+++ Extracted text

The bill offers accessible, technically vetted AI training and localized support to help small businesses adopt AI while avoiding new federal spending—but it leaves funding and accountability unclear and could produce vendor bias or force agencies to shift existing resources away from other priorities.
Small business owners gain free, centralized AI training and practical guidance (including risk-management and privacy best practices) to assess, adopt, and safely operate AI tools within 180 days, lowering legal/operational risk and lowering adoption barriers.
Developers, local SBA partners, and trainers can create specialized and localized AI training materials to address community-specific use cases, increasing relevance and uptake of the program.
Small businesses and technical users benefit from materials that are to be fact-checked and updated with NIST and an advisory group, improving technical accuracy and keeping guidance current.
The Act creates funding ambiguity: it does not specify new appropriations while also expecting resources to be developed and maintained, so taxpayers may ultimately bear costs or the program may be underfunded.

++++++
+++ Dataset entries

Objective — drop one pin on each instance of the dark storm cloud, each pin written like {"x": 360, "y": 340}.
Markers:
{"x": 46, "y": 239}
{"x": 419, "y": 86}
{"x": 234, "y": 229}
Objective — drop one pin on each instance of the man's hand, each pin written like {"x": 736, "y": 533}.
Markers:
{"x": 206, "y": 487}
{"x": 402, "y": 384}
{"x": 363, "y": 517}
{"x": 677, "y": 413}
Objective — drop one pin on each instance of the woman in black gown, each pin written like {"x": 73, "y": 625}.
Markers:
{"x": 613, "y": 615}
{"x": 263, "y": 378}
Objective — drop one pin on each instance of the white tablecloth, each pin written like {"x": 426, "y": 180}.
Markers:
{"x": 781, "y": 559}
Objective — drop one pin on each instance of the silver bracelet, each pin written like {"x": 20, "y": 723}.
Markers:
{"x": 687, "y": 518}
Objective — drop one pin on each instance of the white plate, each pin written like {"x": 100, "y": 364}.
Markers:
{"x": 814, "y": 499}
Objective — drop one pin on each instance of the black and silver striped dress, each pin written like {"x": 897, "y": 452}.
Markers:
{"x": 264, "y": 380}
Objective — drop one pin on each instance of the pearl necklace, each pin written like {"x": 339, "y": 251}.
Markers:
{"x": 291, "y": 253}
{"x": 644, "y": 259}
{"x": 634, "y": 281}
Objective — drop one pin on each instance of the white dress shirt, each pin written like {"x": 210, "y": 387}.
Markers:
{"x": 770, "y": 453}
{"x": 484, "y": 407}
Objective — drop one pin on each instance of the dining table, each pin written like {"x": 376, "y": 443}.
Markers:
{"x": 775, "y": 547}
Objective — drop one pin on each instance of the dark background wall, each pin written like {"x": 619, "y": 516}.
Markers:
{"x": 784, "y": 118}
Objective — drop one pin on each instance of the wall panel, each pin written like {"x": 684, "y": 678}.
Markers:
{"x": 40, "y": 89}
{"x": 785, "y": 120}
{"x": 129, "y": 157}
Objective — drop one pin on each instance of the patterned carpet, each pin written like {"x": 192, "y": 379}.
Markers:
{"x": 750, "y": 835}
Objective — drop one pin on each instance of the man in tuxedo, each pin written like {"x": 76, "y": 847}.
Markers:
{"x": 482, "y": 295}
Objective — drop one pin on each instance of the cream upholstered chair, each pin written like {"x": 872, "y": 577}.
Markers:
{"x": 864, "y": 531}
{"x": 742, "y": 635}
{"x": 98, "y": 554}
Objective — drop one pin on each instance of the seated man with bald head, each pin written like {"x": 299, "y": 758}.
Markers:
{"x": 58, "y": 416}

++++++

◆ Goal 1 ◆
Answer these from the AI training bill summary:
(a) Within how many days are small business owners to get AI training and guidance?
(b) Along with NIST, who are the materials to be fact-checked and updated with?
(c) Which three groups can create specialized and localized AI training materials?
◆ Goal 2 ◆
Copy everything in the AI training bill summary from "Developers, local SBA" down to "may be underfunded.", swapping in "expert panel" wherever "advisory group" appears.
You can do the work here without the records.

◆ Reply 1 ◆
(a) 180 days
(b) An advisory group
(c) Developers, local SBA partners, and trainers

◆ Reply 2 ◆
Developers, local SBA partners, and trainers can create specialized and localized AI training materials to address community-specific use cases, increasing relevance and uptake of the program.
Small businesses and technical users benefit from materials that are to be fact-checked and updated with NIST and an expert panel, improving technical accuracy and keeping guidance current.
The Act creates funding ambiguity: it does not specify new appropriations while also expecting resources to be developed and maintained, so taxpayers may ultimately bear costs or the program may be underfunded.